By: Jennifer L. Gaudiani, MD, CEDS
I’ve gotten a few requests from folks to discuss key questions about eating disorders and child-bearing. I’ll use excerpts from a chapter I just wrote in Encyclopedia of Feeding and Eating Disorders for Springer Reference. I think the key questions are: do women with eating disorders seek more fertility help? What are pregnancy outcomes in women who have had an eating disorder? How does childbearing affect mortality rates in those with a history of anorexia nervosa (AN)? And finally, how does pregnancy itself affect eating disorders?
To get and stay pregnant, an immense number of things must “go right,” among them a reasonable nutritional status and adequate body weight for ovulation to occur. Even some modern day healthy bodies in women without eating disorders may simply be too underweight, from Mother Nature’s perspective, to conceive a baby. Purging, and the psychological stressors that drive purging, may also impede fertility. A large study showed that 16-20% of women attending fertility clinics had eating disorders. This is a way higher number than the population prevalence of eating disorders. Relative to women with no psychiatric disorder, women with bulimia nervosa in particular had more than double the rates of having undergone fertility treatment. Another study showed that 7.2% of eating disordered patients who had previously received residential treatment sought infertility treatment, compared with 4.5% of those without an eating disorder.
Intrauterine growth retardation (IUGR, or small babies at birth) is a well-established risk in babies of women with eating disorders, related to inadequate pre- and during-pregnancy nutrition. Many studies have confirmed that pregnancy and childbirth rates are lower in those with current or former eating disorders than in controls. In one study, those with a history of AN had a pregnancy rate less than half that of controls. The highest rates of miscarriage were in those with binge eating disorder (BED), with 47% of pregnancies ending in miscarriage, compared with 17% miscarriage rates in those without eating disorders.

___

*Tasks to complete*
(1) Decide whether each statement agrees with the text on eating disorders and childbearing. Answer yes or no, and quote the words from the text that settle it.
(a) Women with bulimia nervosa had more than twice the rate of fertility treatment of women with no psychiatric disorder.
(b) The highest miscarriage rates were found in women with a history of anorexia nervosa.
(c) In one study, women with a history of AN had a pregnancy rate close to that of controls.
(2) Answer these questions from the text on eating disorders and childbearing.
(a) In the large study, what percentage of women attending fertility clinics had eating disorders?
(b) What percentage of eating disordered patients who had previously received residential treatment sought infertility treatment?
(c) What percentage of pregnancies ended in miscarriage among those with binge eating disorder?
Base every answer on the text about eating disorders and childbearing alone.

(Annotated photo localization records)
___

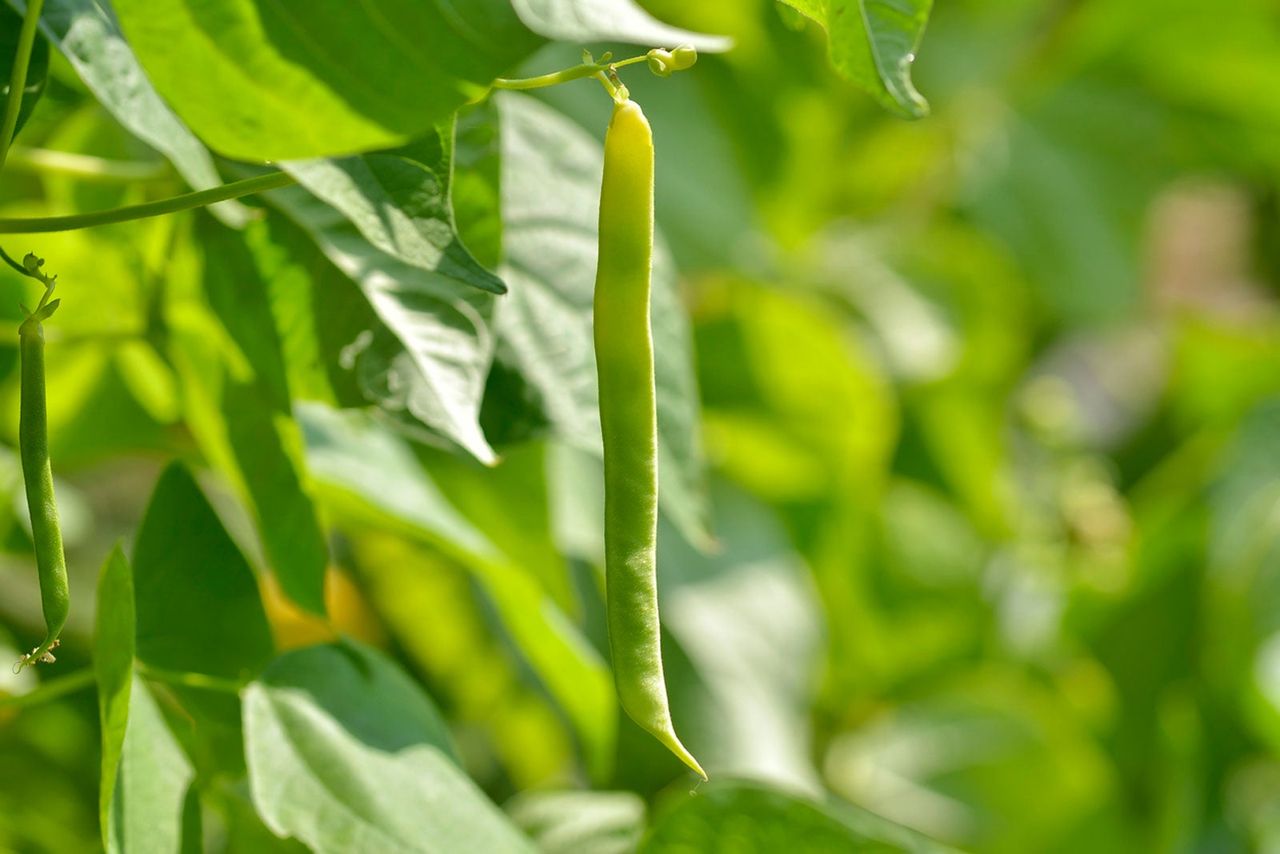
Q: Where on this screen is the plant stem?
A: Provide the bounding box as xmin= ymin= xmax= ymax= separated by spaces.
xmin=493 ymin=64 xmax=608 ymax=90
xmin=0 ymin=0 xmax=45 ymax=169
xmin=493 ymin=54 xmax=648 ymax=90
xmin=9 ymin=145 xmax=169 ymax=183
xmin=0 ymin=667 xmax=95 ymax=709
xmin=0 ymin=172 xmax=294 ymax=234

___

*Answer set*
(1)
(a) Yes: "women with bulimia nervosa in particular had more than double the rates of having undergone fertility treatment"
(b) No: "The highest rates of miscarriage were in those with binge eating disorder (BED)"
(c) No: "those with a history of AN had a pregnancy rate less than half that of controls"

(2)
(a) 16-20%
(b) 7.2%
(c) 47%